**Page excerpt**

——————

==================================================
HuggingFace Model SFT Training with fairseq2
==================================================

.. currentmodule:: fairseq2.models.hg

fairseq2 provides integration with HuggingFace Transformers models through the
:mod:`fairseq2.models.hg` module. This guide walks through a complete
supervised fine-tuning (SFT) example using a Gemma model loaded via HuggingFace
and trained with fairseq2's recipe system and distributed training
infrastructure.

Prerequisites
=============

Ensure fairseq2 is installed and the virtual environment is activated:

.. code:: bash

    source .venv/bin/activate

The example uses ``google/gemma-3-1b-it`` from HuggingFace Hub and the
``facebook/fairseq2-lm-gsm8k`` dataset. Both are downloaded automatically on
first use.

——————

**Directions for this task**
Name every module, model, and dataset that the fairseq2 fine-tuning guide gives by its exact identifier, and say which kind each one is.

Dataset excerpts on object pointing
——————

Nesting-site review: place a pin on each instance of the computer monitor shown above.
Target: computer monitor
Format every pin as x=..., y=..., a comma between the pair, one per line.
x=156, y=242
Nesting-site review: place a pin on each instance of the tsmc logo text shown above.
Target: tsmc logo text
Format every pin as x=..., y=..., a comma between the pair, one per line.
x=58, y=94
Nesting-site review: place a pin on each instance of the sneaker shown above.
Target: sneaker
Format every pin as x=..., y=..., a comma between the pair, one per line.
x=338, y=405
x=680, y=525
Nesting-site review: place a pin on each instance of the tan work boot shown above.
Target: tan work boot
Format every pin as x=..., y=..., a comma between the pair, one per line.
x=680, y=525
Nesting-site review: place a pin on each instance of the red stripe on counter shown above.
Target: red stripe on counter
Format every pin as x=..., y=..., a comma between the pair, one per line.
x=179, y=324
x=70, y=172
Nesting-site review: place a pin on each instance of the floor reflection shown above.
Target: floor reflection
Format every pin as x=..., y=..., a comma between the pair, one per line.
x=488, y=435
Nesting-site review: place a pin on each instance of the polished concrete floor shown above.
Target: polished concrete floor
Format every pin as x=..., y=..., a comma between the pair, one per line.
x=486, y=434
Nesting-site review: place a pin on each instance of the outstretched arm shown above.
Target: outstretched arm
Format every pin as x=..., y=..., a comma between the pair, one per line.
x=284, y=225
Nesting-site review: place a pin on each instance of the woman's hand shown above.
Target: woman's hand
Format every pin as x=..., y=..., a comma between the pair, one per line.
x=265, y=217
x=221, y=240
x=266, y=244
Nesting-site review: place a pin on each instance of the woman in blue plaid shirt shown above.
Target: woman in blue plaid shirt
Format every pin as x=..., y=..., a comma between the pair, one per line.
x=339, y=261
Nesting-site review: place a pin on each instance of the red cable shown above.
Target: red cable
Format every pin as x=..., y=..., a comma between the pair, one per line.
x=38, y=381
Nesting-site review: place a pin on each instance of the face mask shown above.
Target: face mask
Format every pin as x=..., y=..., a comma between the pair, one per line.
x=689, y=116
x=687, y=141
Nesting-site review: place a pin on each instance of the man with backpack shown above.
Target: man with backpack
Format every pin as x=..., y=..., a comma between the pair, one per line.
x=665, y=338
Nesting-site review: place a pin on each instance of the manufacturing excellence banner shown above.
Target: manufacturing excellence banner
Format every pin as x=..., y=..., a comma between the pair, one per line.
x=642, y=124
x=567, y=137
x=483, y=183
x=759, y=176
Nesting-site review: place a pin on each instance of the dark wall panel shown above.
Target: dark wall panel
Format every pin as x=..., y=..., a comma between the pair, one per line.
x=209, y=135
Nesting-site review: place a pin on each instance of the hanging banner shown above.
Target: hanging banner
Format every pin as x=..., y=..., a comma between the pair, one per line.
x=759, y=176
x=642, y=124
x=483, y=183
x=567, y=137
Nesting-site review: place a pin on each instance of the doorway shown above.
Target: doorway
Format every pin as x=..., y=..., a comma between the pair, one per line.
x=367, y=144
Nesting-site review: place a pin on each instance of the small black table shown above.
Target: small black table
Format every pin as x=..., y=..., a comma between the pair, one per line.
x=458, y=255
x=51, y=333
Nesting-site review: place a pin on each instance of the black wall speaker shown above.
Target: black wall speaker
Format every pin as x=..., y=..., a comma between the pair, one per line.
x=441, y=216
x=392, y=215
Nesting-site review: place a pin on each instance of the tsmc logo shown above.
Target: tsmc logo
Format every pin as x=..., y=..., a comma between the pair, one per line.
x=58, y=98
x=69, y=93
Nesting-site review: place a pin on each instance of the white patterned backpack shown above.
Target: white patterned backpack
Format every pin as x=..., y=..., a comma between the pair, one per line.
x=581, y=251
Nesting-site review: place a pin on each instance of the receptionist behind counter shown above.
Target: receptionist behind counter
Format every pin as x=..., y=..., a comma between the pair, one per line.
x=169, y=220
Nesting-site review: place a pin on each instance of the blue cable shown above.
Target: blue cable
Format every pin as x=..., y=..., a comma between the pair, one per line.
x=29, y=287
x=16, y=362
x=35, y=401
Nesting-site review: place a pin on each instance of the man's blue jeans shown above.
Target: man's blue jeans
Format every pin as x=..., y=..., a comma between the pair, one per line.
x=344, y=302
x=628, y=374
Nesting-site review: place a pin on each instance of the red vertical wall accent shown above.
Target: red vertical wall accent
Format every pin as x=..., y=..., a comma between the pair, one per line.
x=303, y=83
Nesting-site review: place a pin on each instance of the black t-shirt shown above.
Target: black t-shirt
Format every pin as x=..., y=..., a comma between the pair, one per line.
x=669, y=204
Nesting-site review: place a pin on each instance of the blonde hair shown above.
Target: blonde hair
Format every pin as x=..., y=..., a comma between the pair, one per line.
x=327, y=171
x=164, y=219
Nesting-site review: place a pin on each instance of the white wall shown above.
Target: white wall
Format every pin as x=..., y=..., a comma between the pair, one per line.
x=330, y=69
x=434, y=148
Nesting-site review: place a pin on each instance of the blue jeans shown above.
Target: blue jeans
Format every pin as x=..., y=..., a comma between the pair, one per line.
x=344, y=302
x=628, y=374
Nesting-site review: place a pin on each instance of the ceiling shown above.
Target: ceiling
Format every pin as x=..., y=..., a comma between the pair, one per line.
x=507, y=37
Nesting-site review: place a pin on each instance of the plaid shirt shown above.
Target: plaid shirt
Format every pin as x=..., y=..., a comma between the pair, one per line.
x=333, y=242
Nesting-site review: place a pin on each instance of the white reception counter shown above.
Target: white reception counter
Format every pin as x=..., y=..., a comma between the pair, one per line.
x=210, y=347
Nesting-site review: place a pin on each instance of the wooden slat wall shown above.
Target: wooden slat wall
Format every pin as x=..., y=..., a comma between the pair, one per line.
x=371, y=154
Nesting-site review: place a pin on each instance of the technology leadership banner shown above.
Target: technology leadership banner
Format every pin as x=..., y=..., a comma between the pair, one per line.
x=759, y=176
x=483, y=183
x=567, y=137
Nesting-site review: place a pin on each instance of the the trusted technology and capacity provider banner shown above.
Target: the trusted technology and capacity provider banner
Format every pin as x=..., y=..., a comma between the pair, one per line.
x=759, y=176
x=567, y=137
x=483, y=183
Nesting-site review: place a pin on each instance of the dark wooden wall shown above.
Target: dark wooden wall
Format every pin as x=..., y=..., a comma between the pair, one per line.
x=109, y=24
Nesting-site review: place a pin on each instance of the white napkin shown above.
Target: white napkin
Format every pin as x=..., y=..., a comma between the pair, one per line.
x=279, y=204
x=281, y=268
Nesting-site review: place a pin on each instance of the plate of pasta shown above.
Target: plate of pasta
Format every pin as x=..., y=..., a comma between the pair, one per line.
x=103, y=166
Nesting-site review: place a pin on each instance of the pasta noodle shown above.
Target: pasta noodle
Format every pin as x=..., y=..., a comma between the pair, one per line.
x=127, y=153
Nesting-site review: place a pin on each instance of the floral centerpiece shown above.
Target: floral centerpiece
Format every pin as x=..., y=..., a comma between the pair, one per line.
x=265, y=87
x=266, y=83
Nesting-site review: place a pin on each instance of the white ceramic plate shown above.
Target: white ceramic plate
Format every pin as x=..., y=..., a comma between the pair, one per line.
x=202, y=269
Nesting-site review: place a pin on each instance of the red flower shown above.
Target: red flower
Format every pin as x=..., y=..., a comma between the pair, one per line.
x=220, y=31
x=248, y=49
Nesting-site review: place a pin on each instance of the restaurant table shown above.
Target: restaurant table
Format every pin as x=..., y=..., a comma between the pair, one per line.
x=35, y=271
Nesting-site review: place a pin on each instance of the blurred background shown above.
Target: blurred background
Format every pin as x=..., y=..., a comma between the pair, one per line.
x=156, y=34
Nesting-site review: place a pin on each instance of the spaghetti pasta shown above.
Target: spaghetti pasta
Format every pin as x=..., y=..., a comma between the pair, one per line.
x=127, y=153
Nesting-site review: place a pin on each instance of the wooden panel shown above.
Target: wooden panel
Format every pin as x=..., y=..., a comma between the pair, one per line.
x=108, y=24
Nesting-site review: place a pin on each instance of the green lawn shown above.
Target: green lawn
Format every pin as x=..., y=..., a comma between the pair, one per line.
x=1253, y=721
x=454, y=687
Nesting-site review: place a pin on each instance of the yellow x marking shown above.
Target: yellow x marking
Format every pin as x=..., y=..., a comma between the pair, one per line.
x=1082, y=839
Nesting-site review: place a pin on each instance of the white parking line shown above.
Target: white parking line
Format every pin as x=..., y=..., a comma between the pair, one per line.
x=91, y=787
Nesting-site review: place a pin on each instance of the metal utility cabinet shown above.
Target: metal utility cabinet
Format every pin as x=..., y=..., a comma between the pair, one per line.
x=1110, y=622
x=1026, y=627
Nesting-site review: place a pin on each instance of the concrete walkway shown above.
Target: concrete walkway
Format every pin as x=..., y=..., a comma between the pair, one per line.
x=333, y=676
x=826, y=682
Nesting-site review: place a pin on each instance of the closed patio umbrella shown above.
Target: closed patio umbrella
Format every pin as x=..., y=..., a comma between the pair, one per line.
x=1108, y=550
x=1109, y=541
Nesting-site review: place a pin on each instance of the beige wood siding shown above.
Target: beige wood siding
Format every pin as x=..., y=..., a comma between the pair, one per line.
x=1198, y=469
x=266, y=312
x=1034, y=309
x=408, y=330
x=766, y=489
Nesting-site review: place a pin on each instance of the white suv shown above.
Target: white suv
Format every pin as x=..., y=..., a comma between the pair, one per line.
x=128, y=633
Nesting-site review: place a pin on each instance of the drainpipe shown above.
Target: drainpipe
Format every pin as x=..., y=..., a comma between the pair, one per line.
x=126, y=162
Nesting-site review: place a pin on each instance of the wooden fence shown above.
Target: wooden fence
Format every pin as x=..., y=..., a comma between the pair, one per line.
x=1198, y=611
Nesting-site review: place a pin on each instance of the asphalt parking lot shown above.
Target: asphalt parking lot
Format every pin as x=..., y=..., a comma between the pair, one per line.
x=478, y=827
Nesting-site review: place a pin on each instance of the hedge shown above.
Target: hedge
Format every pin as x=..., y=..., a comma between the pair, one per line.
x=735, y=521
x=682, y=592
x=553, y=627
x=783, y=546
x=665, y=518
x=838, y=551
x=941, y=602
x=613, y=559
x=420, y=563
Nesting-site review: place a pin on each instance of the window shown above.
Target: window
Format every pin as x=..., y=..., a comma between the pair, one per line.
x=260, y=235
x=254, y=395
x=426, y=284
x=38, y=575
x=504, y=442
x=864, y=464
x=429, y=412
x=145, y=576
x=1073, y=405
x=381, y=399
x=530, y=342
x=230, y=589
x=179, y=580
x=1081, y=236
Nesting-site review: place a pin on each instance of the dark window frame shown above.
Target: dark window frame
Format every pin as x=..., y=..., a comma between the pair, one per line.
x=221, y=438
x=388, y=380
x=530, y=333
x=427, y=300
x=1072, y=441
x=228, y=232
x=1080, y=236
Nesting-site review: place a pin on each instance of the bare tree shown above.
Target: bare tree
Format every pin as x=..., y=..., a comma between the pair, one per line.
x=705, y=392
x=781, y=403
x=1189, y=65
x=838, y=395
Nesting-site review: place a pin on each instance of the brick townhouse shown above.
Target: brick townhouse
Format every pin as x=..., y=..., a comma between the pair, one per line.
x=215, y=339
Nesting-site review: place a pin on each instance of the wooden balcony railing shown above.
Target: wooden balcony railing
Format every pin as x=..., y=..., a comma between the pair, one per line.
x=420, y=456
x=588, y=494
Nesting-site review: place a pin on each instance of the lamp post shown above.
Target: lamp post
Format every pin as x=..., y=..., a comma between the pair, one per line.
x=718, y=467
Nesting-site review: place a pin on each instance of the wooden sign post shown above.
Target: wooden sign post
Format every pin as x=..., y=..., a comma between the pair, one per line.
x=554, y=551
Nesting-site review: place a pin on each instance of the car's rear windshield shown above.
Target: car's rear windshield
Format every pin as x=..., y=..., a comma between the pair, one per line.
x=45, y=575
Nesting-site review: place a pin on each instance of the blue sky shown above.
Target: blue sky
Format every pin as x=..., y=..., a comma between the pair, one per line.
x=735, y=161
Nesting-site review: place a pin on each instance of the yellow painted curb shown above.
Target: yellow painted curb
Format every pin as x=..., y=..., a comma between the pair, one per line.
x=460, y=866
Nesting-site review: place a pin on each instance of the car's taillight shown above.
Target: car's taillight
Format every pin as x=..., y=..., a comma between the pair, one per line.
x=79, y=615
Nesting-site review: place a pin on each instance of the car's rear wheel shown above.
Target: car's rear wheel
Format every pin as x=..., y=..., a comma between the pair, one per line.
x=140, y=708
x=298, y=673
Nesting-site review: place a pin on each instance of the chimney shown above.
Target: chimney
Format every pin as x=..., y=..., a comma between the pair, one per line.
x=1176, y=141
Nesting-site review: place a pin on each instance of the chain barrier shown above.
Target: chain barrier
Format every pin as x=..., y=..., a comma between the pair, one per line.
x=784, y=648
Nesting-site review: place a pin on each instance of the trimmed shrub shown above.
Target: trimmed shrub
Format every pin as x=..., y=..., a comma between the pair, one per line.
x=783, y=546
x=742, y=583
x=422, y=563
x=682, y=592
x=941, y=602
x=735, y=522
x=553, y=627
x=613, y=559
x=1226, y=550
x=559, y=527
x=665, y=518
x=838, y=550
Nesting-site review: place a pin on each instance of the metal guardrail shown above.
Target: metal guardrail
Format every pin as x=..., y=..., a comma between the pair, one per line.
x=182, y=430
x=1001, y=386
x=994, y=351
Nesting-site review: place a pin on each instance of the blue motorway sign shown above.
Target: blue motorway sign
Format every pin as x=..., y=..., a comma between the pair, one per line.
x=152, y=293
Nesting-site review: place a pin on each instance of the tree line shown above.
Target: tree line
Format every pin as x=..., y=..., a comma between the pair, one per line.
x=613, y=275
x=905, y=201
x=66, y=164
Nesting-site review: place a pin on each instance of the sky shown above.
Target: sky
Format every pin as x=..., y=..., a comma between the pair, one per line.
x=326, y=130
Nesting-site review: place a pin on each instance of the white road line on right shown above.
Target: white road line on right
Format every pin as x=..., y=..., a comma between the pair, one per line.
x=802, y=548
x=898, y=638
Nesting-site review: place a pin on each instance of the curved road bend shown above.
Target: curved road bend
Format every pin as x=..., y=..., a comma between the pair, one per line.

——————

**Output of the exercise**
- fairseq2.models.hg: module
- google/gemma-3-1b-it: model
- facebook/fairseq2-lm-gsm8k: dataset